-- Start STORED RECORDS --

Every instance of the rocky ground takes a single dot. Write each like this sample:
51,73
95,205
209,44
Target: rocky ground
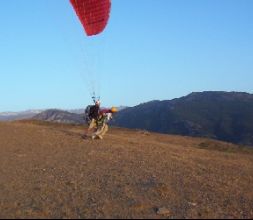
48,171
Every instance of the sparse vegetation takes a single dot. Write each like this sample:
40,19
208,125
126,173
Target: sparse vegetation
48,171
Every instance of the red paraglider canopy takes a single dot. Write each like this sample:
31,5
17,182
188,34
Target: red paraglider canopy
93,14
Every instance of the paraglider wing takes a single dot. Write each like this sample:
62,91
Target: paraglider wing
93,14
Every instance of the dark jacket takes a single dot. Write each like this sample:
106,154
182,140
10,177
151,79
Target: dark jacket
94,112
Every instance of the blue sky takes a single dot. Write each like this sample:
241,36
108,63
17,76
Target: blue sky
151,49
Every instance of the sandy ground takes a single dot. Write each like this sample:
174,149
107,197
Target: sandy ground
49,171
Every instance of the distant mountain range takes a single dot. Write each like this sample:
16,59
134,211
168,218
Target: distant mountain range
10,116
226,116
60,116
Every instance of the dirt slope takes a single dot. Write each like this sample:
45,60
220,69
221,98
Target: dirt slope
49,171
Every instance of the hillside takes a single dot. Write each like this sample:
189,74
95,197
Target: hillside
48,171
226,116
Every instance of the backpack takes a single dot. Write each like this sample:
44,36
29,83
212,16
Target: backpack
87,114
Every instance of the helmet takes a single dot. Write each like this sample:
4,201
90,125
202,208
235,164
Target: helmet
114,110
97,102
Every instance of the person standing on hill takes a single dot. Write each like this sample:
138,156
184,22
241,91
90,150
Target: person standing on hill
105,116
92,117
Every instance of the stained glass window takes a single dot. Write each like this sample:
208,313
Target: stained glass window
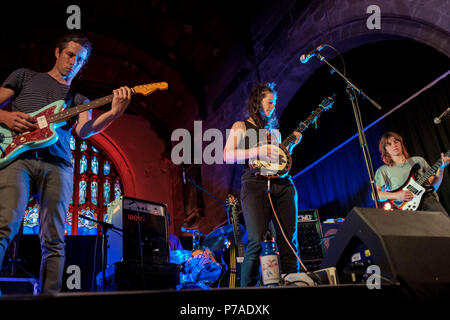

-- End STORED RECORDS --

SET PROBLEM
Please write out the data again from the line containing "Every instance of the paraglider" through the end, with every answer coordinate offset by 11 and the pictures left out.

RESULT OF THE TASK
Every instance of the paraglider wing takes a single dot. Write each like this sample:
62,91
Target: paraglider wing
104,25
Every instance of the dark jacket takes a single dot. Write each like this sample:
106,154
182,140
10,177
151,79
Target: dark jacket
105,123
Every instance of the blue sky takes a single dot. Write each like this sample:
241,36
108,63
17,76
Target: blue sky
162,60
Every instance of the sandy ground takes a single dot. Write each like this sample:
174,149
107,197
Target: sandy ground
60,182
Every instance of the distant mountain range takes a single dot. Write each like this sample:
16,59
134,211
168,218
Target: distant mountain range
21,127
237,127
71,127
Every instance of the dirt slope takes a single dot. Write each like this sample:
45,60
220,69
221,98
Target: dirt slope
60,182
Every instance of the hillside takes a single dot. Write each like this sample:
189,74
95,197
Target: hillside
59,182
237,127
Every instance of the backpack takes a single dot. Write each like this sample:
44,36
29,83
212,16
Target: backpack
98,125
Every instance of the helmet takes a single dot. Write each like this sample:
4,201
90,125
202,208
235,164
Target: helmet
125,121
108,113
Every instance of the person standing on hill takes a single dot. Write each like this sample:
138,156
184,22
241,91
90,150
Target: person standing on hill
116,127
103,128
Every instance of the stained glass window takes a single dot. Write each like this sample:
208,313
Target: stained glass window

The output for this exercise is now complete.